**Verilen metin**:

■ ■ ■ ■ ■ ■ ■

3. sezon TFF 1.Lig'de mücadele edecek olmak bizi üzmesine rağmen, büyük umutlarla yeni sezona başladık.

Yeni yönetimin tahtayı açması ve transferleri gercekleştirmesiyle bu umut daha da kuvvetlendi doğal olarak. Ancak 3 maç sonunda sadece 1 puan alabildik.

Hoca değişimi ve yeni transferlerin takıma adaptasyonu istediğimiz etkiyi göstermedi.

Sonuçta futbol bu, skor anlamında yenmek de var yenilmek de var.

Takımın zamana ihtiyacı olduğu aşikar. Milli ara da inşallah eksikliklerin giderilmesi ve uyumun sağlanması adına işe yarar.

Eyüpspor maçının özelinde yazmak gerekirse eğer, tribünde canlı izleyen biri olarak soruyorum, ilk yarı düstuğümüz hali daha önce hiç yaşadınız mı?

Kendi ceza sahası içinden, topu ayağa oynayarak atak başlatma sistemini Mustafa Er de deniyordu, Fatih Hoca da deniyor. Ama Mustafa Er aylarca uğraşmasına rağmen tam randıman elde edemedi, Fatih Hoca ise birbirini tam tanıyamamış oyuncularla bu işi yapmaya ısrar edince, hakikaten ağrıma giden bir ilk yarı izledim.

Bursaspor'uz biz ya!

■ ■ ■ ■ ■ ■ ■

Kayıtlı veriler
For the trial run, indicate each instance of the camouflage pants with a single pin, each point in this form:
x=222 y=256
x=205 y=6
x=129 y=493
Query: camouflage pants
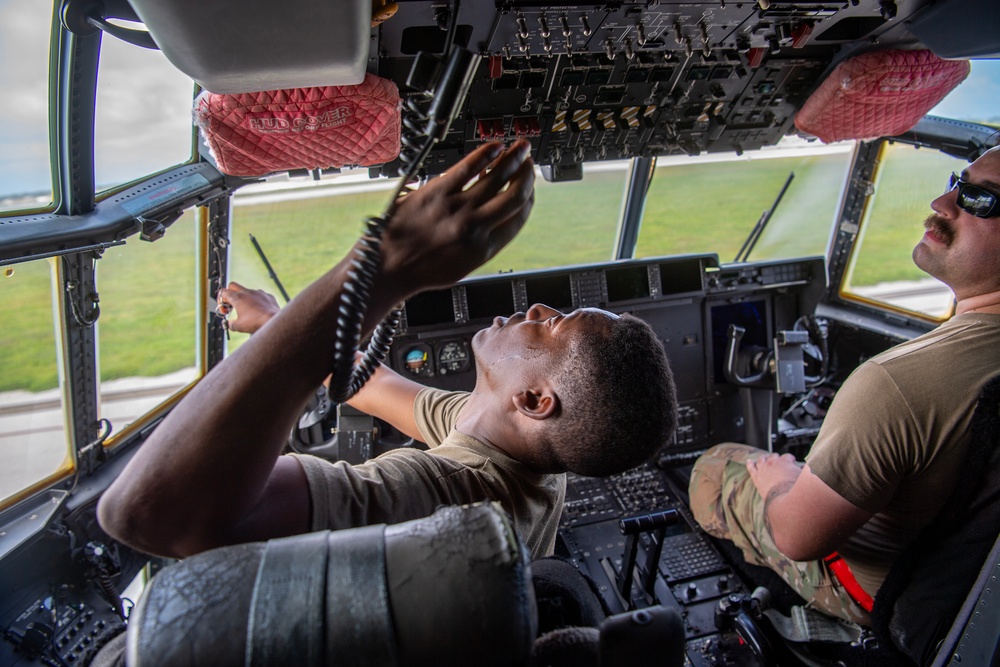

■ ■ ■ ■ ■ ■ ■

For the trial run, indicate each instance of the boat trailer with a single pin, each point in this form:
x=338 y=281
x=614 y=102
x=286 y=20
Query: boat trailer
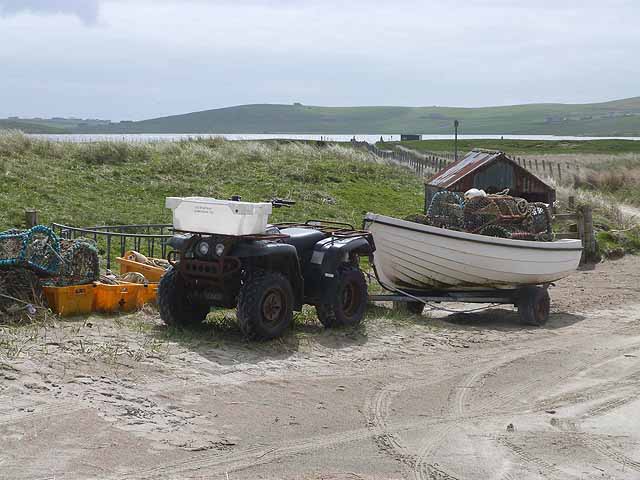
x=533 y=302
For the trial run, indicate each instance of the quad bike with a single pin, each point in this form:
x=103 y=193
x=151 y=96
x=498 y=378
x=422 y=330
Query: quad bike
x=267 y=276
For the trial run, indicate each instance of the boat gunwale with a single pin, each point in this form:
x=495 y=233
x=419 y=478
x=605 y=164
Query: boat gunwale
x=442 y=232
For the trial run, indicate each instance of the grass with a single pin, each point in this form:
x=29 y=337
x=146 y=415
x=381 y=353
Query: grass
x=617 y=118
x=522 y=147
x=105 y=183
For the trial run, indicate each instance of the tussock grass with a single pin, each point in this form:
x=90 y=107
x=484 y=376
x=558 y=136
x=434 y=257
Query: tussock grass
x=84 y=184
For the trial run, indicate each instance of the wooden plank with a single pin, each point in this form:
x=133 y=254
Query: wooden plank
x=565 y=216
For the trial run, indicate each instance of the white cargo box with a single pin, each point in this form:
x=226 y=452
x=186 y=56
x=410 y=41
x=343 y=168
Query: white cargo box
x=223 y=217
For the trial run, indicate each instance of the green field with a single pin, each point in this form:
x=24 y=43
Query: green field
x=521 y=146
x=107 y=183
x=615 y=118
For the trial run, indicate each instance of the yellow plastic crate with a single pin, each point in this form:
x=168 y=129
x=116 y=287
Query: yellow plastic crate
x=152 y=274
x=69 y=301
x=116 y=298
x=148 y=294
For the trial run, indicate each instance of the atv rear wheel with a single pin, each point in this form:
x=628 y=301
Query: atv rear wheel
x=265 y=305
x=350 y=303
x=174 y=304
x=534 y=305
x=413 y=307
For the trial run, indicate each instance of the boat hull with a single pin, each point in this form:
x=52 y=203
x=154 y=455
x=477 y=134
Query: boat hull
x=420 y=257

■ ■ ■ ■ ■ ■ ■

**Yönergeler**:
1. Bursaspor yazısında "Yeni yönetimin tahtayı" ile başlayıp "1 puan alabildik." ile biten bölümü olduğu gibi yeniden yazar mısın?
2. Bursaspor yazısına göre şu soruları yanıtlar mısın?
(a) Takım ilk 3 maçın sonunda kaç puan toplayabildi?
(b) Yazar tribünde canlı izlediği hangi maçı ele alıyor?
(c) Kendi ceza sahasından topu ayağa oynayarak atak başlatma sistemini hangi iki hoca denedi?

**Cevaplar aşağıda**:
1.
Yeni yönetimin tahtayı açması ve transferleri gercekleştirmesiyle bu umut daha da kuvvetlendi doğal olarak. Ancak 3 maç sonunda sadece 1 puan alabildik.

2.
(a) Sadece 1 puan.
(b) Eyüpspor maçını.
(c) Mustafa Er ve Fatih Hoca.